Work required:
Format the records below as a two-column CSV with the header instruction,points and one row per record. Put each record's text in one quoted field and its answer in the other, replacing line breaks with spaces and leaving out the pictures.

━━━ Dataset records ━━━

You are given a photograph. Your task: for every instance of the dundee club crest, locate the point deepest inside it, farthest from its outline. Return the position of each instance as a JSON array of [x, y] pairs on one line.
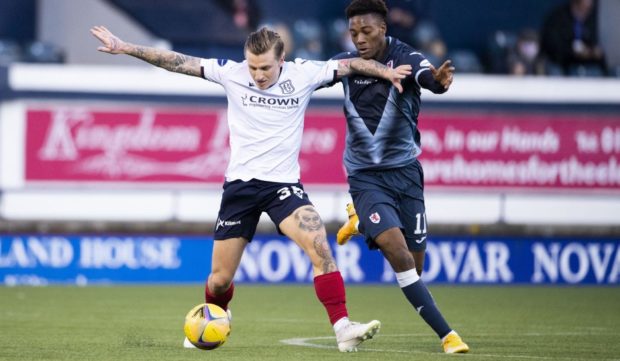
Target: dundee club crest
[[287, 87]]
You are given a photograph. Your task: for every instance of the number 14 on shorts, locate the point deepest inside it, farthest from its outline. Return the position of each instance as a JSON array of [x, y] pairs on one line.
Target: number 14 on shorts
[[286, 192]]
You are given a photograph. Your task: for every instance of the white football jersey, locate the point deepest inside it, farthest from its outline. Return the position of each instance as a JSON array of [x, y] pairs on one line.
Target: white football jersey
[[266, 126]]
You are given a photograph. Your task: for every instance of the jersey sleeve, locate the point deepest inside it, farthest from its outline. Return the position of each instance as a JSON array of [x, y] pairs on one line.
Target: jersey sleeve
[[215, 70], [320, 73]]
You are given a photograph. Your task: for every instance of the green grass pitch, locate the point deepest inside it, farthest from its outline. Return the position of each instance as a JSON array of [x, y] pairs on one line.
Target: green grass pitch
[[288, 323]]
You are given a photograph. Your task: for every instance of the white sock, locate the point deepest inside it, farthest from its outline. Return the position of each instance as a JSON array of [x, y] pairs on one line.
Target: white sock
[[449, 333], [407, 278], [341, 323]]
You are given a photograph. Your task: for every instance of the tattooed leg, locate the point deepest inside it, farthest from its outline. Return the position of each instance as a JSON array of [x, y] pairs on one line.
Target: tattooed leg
[[306, 228]]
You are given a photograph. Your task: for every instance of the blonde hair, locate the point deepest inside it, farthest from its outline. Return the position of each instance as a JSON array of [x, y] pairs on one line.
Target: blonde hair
[[263, 40]]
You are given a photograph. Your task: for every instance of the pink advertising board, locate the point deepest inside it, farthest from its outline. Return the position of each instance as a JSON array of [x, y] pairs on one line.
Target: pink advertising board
[[529, 150]]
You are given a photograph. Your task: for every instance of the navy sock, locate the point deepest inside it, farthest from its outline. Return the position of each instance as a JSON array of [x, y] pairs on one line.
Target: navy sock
[[419, 296]]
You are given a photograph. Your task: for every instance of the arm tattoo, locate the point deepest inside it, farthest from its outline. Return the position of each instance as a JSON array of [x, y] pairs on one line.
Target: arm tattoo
[[166, 59], [358, 65]]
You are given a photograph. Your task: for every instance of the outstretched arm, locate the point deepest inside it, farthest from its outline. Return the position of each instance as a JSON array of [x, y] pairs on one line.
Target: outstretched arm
[[438, 80], [375, 69], [166, 59]]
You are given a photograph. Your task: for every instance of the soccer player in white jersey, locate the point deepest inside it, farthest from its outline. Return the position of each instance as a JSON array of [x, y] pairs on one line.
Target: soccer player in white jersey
[[267, 98]]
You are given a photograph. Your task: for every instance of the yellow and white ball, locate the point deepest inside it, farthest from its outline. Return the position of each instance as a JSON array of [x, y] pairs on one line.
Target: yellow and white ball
[[207, 326]]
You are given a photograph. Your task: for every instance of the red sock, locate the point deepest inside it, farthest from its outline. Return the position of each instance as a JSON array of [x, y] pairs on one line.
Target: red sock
[[220, 300], [329, 289]]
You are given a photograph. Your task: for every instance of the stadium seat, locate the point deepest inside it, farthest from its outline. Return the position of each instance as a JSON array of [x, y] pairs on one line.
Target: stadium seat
[[498, 46], [585, 71], [42, 52], [465, 61], [10, 52]]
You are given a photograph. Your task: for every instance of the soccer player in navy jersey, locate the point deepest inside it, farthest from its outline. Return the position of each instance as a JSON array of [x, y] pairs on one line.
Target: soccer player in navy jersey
[[267, 98], [385, 178]]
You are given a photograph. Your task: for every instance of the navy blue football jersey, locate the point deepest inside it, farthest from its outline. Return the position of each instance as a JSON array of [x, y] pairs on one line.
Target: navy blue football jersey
[[382, 124]]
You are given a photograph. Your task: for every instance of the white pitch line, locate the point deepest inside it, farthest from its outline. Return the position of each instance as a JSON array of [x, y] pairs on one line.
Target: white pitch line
[[307, 342]]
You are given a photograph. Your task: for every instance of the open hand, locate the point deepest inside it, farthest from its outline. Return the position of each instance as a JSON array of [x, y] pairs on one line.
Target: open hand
[[445, 74], [111, 43]]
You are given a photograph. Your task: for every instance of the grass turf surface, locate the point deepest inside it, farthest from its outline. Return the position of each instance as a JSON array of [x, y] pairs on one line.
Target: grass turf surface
[[146, 323]]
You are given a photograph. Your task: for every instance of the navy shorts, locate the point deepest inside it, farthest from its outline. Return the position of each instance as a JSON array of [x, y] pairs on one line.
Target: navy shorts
[[243, 203], [390, 198]]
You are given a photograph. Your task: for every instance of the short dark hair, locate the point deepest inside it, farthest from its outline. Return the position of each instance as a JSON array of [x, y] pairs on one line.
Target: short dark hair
[[363, 7], [263, 40]]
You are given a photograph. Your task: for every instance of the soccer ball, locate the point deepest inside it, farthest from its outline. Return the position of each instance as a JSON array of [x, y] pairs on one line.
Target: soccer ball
[[207, 326]]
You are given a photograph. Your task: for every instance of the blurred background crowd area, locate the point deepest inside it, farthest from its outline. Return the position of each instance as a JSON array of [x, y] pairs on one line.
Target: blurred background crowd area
[[519, 37]]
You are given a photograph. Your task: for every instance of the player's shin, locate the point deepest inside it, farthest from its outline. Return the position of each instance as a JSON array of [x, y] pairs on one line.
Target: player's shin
[[418, 295], [330, 291], [221, 300]]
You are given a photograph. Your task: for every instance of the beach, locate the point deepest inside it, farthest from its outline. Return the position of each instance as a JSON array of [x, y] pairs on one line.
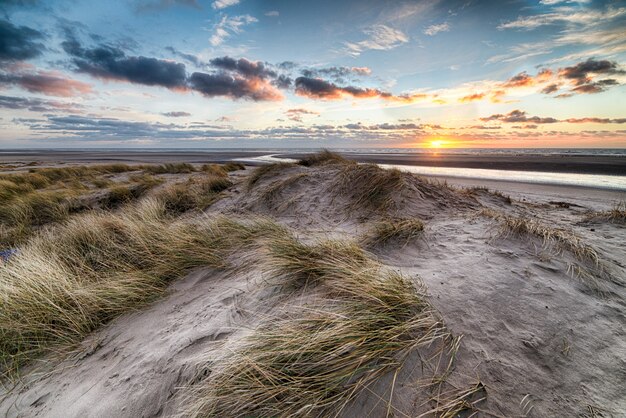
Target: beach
[[499, 298]]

━━━

Written response:
instruction,points
"You are given a photograph. Your task: for every instance of the dundee club crest, locate the point deepest inside it, farthest from its outline. Return the position of each instance as a JSON array of [x, y] pairs on one line. Target: dundee club crest","[[287, 87]]"
"You are given a photograph. Your task: for every instance of the number 14 on shorts, locate the point deepest inside it, farthest from its outline. Return the position of each instance as a JSON array of [x, y] pairs on one line. Target: number 14 on shorts","[[286, 192]]"
"You are given a photograph. Your task: for every instance of the white football jersey, locate the point deepest inside it, farthest from its outline. Return the position of each instance as a JSON array of [x, y] pairs on one line. Target: white football jersey","[[266, 126]]"
"You are given a photograph. Your task: for every instance of the jersey sleeve, locate the point deepest inside it, farthest from its outline. Return the position of each instance as a JSON array of [x, y] pairs on one line. Target: jersey sleeve","[[215, 70], [320, 73]]"
"You are given a photograph. Your task: for every instance of the green grass pitch, locate the point deepest inside it, farthest from its outline. Return the position of each instance as a JSON array of [x, y] pairs on one line. Target: green grass pitch","[[288, 323]]"
"You are given a photograph. Your task: for every instance of the white sock, locate the point deepest inside it, farthest from its outline. Return the position of each instance as a JSON array of [x, y] pairs on one line. Target: white sock","[[449, 333], [407, 278], [341, 323]]"
"You are given a photograph. Your task: for every instance of the tattooed leg, locate the point deepest inside it, farthest from its outline. Return the position of each instance as a JSON array of [x, y] pairs on one line. Target: tattooed leg","[[306, 228]]"
"You are given a photograph. Your task: for every instance of the blonde hair, locate the point deepest inside it, farthest from its outline. Return the position of each instance as a JSON array of [x, y] pairs on one line. Target: blonde hair","[[263, 40]]"
"You are given a photograph. Your task: for every instance of the pink advertising board, locate the point deepest inside it, farthest from its outline. Return the position of each instance as a JSON array of [x, y] pairs on one line. Target: pink advertising board","[[529, 150]]"
"You are given a photograph. Your task: for every instance of the navy sock, locate the point deepest inside it, farthest from its outline. Return the position of each instance as a JSON array of [x, y] pairs on one line. Target: navy sock","[[419, 296]]"
"You are given a photograph. Your task: for every instance of the arm tattoo, locate the point deepest inside it, farthest from its outline. Return the position of each instance as a JSON array of [x, y] pairs on one line. Target: arm tattoo","[[166, 59], [358, 65]]"
"You are given a photograph. Your task: for every instance of the outstretched arm, locate the point deepest inside it, farthest from its outline. Return the position of each instance as a JSON array of [x, y] pairs on one line. Target: outstretched arm","[[438, 80], [375, 69], [166, 59]]"
"You are given a photograph. Your task: for every instance of the soccer player in white jersey, locate the point deepest inside it, farthest from its outline. Return the position of each instance as a JSON array of [x, y] pairs on one line. Target: soccer player in white jersey","[[267, 98]]"
"You are given a photograph. Your task: for every instance of the yellow and white ball, locate the point deepest inside it, farthest from its outline. Return the position of each instance as a JSON array of [x, y] pairs on one line. Target: yellow and white ball","[[207, 326]]"
"You are given a photograph. Your task: for every instance of the red sock, locate the point deepest inside it, farthest from its outline. Return the position of each instance as a JSON array of [x, y] pairs on one line. Target: red sock","[[220, 300], [329, 289]]"
"You are given a photograph. Your task: for every instance of the stadium seat, locate the point deepest inside it, farthest from its outline. Return the position of each instance as a JSON array of [x, y] pairs on one line. Target: stadium seat","[[498, 46], [585, 71], [42, 52], [465, 61], [10, 52]]"
"You are given a photograph. Your task: for every instance of the soccer player in navy jersey, locate the point deepest inside it, farthest from its outline. Return the position of each instance as a JSON array of [x, y] pairs on one line. Target: soccer player in navy jersey","[[267, 98], [385, 178]]"
"You are given a photograph. Your task: for every instance of the navy blue football jersey, locate the point deepest inside it, farthest from its outline. Return the position of each instance as a JSON array of [x, y] pairs on one line. Target: navy blue football jersey","[[382, 124]]"
"You are given a photograph. Your task: for every instance of the white pitch line, locate the point deepest inside it, farthest from its outline. Return the position of each instance as a JSON array of [x, y] pairs on one line. Target: white pitch line","[[307, 342]]"
"You are given a photograph. Your task: for every instance of the open hand, locate the point deepest inside it, farthest from its outline. Return the position of each instance as a JSON array of [x, y] pairs on one line. Target: open hand","[[445, 74], [111, 43]]"
"You are given a photograph. Your task: for every instance of the grass turf surface, locate the point deepest inside it, farthest from its outline. Return the position of each instance as a JSON array of [x, y] pairs on one line. Target: grass turf surface","[[146, 323]]"
"You are given a photograph. Your task: for every instance of the navy shorts, locate the point deepest inside it, farthest from its outline. Return the position of each instance as a JSON array of [x, y] pairs on one line. Target: navy shorts","[[243, 203], [390, 198]]"
"You are given a photograph. Your task: for every instance of the short dark hair, locate the point deepest inside it, farthest from its outline. Return the position of each instance as a JSON array of [x, y] pairs on one line. Target: short dark hair","[[363, 7], [263, 40]]"
"You are given a photograph. Your task: for every instance of the soccer ball, locate the point deepest inside it, farthest from its outline. Return the position of each instance as a JSON array of [x, y] pairs on one line. Target: soccer ball","[[207, 326]]"
"You are given a photograph. Your task: for every instance of the blurred background crowd area, locate the point deepest inside it, farthest from its outline. Return the position of each instance as a JSON array of [x, y] pairs on one line. Target: blurred background crowd area","[[519, 37]]"
"You are given a photograph. Your task: for every instance of the player's shin, locate the point deepest inside it, farthest from its outline. Return the position of each instance as a JSON array of [x, y] pairs on one line. Target: player's shin","[[418, 295], [330, 291], [221, 300]]"
"You are given a photograph. Your task: for every instance of the beach, locate the point deepest inside it, farthest from its outline. Return the position of each instance as a JSON array of [x, y] pairs on one line. Target: beach","[[499, 298]]"